Set problem: Repeat the passage below about The Suffragist newspaper word for word, leaving nothing out.

Quoted text:
==========
The Suffragist, 7 July, 2017.

Printed originally in 1913 as a single-sheet pamphlet, in November that year The Suffragist was first issued as weekly, eight-page tabloid newspaper, noted for its cover art which was a kind of proto-agitprop.  A classic single-issue political movement, the pamphlets had been produced by the CU (Congressional Union), an affiliate of the NAWSA (National American Woman Suffrage Association) but The Suffragist was an imprint of the CUWS (Congressional Union for Woman Suffrage), created (with a unique legal personage to avoid corporate liability) as a publicity and activist organ; in 1917 it became the NWP (National Woman's Party).  After its aims were in 1918 realised, The Suffragist ceased publication and the activists shifted their attention to the promotion of the ERA (Equal Rights Amendment), some which, more than a century on, has still not been ratified and has thus never been interpolated into the constitution.
==========
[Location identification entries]
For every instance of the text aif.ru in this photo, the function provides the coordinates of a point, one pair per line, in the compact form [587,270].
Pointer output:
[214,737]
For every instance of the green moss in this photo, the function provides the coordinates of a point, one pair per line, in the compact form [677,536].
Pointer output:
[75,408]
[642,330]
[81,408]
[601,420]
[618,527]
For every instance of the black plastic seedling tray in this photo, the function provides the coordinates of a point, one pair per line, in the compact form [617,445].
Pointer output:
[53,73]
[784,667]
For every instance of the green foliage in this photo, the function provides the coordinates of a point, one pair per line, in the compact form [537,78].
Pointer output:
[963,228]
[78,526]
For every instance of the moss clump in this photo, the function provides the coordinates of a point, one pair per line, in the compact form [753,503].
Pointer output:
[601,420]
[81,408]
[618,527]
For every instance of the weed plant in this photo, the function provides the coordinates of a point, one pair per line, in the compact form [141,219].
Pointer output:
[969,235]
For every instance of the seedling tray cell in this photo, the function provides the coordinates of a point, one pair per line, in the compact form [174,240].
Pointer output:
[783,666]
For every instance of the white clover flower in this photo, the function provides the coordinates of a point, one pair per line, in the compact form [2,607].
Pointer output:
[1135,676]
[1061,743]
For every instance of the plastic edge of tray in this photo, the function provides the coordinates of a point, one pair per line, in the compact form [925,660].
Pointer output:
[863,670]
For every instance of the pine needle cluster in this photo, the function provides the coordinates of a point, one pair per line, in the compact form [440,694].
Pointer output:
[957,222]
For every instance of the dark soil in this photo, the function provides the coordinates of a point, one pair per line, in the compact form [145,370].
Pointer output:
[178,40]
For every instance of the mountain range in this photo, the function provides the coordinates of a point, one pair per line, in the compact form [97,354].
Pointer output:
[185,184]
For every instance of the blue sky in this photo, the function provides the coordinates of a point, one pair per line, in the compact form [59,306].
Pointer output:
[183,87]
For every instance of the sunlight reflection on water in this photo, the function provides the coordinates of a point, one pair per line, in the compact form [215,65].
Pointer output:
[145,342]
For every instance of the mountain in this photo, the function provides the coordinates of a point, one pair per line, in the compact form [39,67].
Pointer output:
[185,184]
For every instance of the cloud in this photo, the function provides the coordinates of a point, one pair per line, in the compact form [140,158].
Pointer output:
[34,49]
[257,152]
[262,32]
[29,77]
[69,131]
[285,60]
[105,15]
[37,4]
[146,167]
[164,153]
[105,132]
==========
The reply:
The Suffragist, 7 July, 2017.

Printed originally in 1913 as a single-sheet pamphlet, in November that year The Suffragist was first issued as weekly, eight-page tabloid newspaper, noted for its cover art which was a kind of proto-agitprop.  A classic single-issue political movement, the pamphlets had been produced by the CU (Congressional Union), an affiliate of the NAWSA (National American Woman Suffrage Association) but The Suffragist was an imprint of the CUWS (Congressional Union for Woman Suffrage), created (with a unique legal personage to avoid corporate liability) as a publicity and activist organ; in 1917 it became the NWP (National Woman's Party).  After its aims were in 1918 realised, The Suffragist ceased publication and the activists shifted their attention to the promotion of the ERA (Equal Rights Amendment), some which, more than a century on, has still not been ratified and has thus never been interpolated into the constitution.